#### Task requirements:
Return the entries verbatim and drop every picture.
#### Extracted entries ####
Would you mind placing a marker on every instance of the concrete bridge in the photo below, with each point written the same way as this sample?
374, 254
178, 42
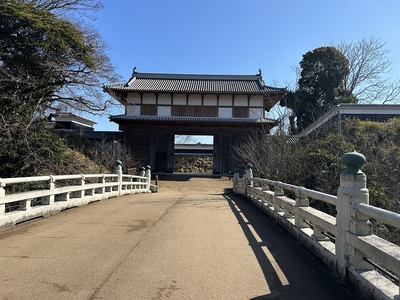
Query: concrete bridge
198, 238
189, 241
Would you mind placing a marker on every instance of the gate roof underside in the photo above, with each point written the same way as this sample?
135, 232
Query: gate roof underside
120, 119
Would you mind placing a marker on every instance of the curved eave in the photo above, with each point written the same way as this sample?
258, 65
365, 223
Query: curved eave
124, 119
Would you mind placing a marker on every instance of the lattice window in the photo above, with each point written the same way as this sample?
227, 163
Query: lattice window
240, 112
194, 111
148, 110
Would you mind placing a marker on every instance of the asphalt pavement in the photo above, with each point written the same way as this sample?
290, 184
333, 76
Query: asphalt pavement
189, 241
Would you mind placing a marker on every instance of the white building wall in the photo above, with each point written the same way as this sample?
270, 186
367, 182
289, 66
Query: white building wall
179, 99
240, 100
133, 110
256, 113
225, 100
194, 99
164, 99
225, 112
134, 98
164, 111
149, 98
210, 99
257, 101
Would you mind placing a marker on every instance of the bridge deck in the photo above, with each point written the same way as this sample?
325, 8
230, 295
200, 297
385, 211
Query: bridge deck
189, 241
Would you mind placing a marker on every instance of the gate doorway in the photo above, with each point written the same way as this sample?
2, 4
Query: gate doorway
193, 154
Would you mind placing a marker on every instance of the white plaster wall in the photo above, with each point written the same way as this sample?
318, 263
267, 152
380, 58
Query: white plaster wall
240, 100
256, 101
149, 98
134, 98
179, 99
194, 99
210, 99
225, 100
164, 111
133, 110
256, 113
164, 99
225, 112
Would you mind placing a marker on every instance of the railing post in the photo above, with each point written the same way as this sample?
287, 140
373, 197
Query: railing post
118, 171
351, 192
2, 195
82, 183
49, 200
235, 181
249, 175
147, 173
102, 180
278, 191
301, 201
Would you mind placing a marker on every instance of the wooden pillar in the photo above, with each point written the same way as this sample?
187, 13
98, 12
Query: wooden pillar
170, 154
216, 155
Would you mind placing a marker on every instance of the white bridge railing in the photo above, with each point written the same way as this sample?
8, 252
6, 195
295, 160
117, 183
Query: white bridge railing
345, 243
46, 195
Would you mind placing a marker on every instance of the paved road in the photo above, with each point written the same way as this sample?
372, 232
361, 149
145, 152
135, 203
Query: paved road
189, 241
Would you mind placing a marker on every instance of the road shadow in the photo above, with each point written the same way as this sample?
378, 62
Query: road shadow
290, 270
182, 176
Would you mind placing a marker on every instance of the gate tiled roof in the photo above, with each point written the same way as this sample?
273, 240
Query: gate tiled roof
194, 83
119, 118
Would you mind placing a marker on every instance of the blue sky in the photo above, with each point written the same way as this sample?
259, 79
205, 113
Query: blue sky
####
#### Answer to the problem:
Would you mind placing a marker on every instance of the concrete bridge in the photo below, with each point written the same way as this sample?
374, 254
178, 42
Query: concrete bridge
198, 238
189, 241
Would you mind placing a marker on every instance of the gate roof underside in the photo above, with each point written the same way as this sample?
135, 232
Query: gate roof underside
120, 119
Would you mind placing a marker on every instance of the curved eave in the photo above, with each point written the same way as this sample?
258, 65
365, 223
Query: curved eave
124, 119
Would you mind placing a marker on every instance of the lattice window in the photo above, with each point written the same way as this sample?
227, 163
Query: lattice window
240, 112
194, 111
148, 110
Would you mind placing a marker on every instance of the asphalt pavement in the photo above, with each point written the same way as this sample?
290, 184
333, 76
Query: asphalt pavement
189, 241
Would you mind placing a marker on every instance of the white building wall in the photo above, with each point written the same way as this sample?
270, 186
367, 182
289, 66
Query: white building wall
179, 99
240, 100
133, 110
256, 113
225, 100
194, 99
164, 99
225, 112
134, 98
164, 111
149, 98
210, 99
257, 101
Would you mind placing a marker on every instance of the bridge deck in the photo above, with each point written the same way as this sample?
325, 8
230, 295
200, 297
385, 211
Query: bridge deck
189, 241
Would you mind placing a marker on every instance of the gate doorway in the photo above, with each point written the same way as this sample?
2, 4
Query: gate doorway
193, 154
Would you mind placing a marker on every instance of the white plaster wall in the photo above, with each point written the same way as this sample?
318, 263
267, 152
380, 58
Query: white plaster wall
240, 100
256, 101
149, 98
134, 98
179, 99
194, 99
210, 99
225, 100
164, 111
133, 110
256, 113
164, 99
225, 112
Would you mind placing a marker on every instance of the railing post in the photo above, with each point written the same way as this sample?
287, 140
373, 197
Query: railing post
118, 171
351, 192
2, 195
82, 183
49, 200
235, 181
249, 175
147, 173
102, 180
278, 191
301, 201
Would you mind placing a marker on every instance of the wooden pillar in the photo above, with each point written the same way as this sample?
187, 13
98, 12
Query: wooden pillar
170, 154
216, 155
Would you mind placing a marker on every instance of the white bridge railing in the photo above, with each point written the same way as this sample?
8, 252
6, 195
295, 160
117, 183
Query: white bridge railing
345, 243
46, 195
Would you mind placing a marker on every instance of the paved road in the photo above, with each point written the same way as this sample?
372, 232
361, 149
145, 152
135, 203
Query: paved road
189, 241
Would you mind placing a marker on every instance of the road shadow in the photo above, with each point written the same way as this sample?
378, 62
Query: road shadow
290, 270
182, 176
Would you mind placing a marker on every instance of the gate tiled roof in the photo above, with each point written the same way as this sample?
273, 240
Query: gate tiled roof
194, 83
119, 118
Would you mind placing a marker on every instance of the blue sky in the photo above, with each point written the same way as this sample?
259, 79
205, 113
Query: blue sky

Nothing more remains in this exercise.